**Aim**
Turn each non-blank line of the material below into a string in a JSON list, skipping the pictures.
#### Dataset ####
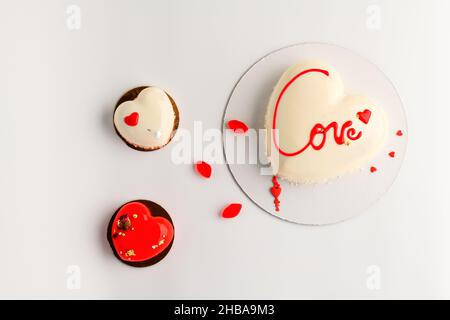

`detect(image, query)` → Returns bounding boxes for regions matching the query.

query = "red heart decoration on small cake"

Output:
[109,201,174,266]
[222,203,242,219]
[123,112,139,127]
[357,109,372,124]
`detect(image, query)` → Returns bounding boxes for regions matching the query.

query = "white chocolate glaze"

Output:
####
**Finished answer**
[
  "`detect(image, query)` → Returns bounding boxes for regions matching the query.",
  "query = \"red heart decoration on small cake\"",
  "Output:",
  "[109,201,174,266]",
  "[222,203,242,219]",
  "[123,112,139,127]",
  "[357,109,372,124]",
  "`detect(image, query)` → Returns bounding boxes for regions matching the query.",
  "query = \"white chocolate glaze\"",
  "Output:"
]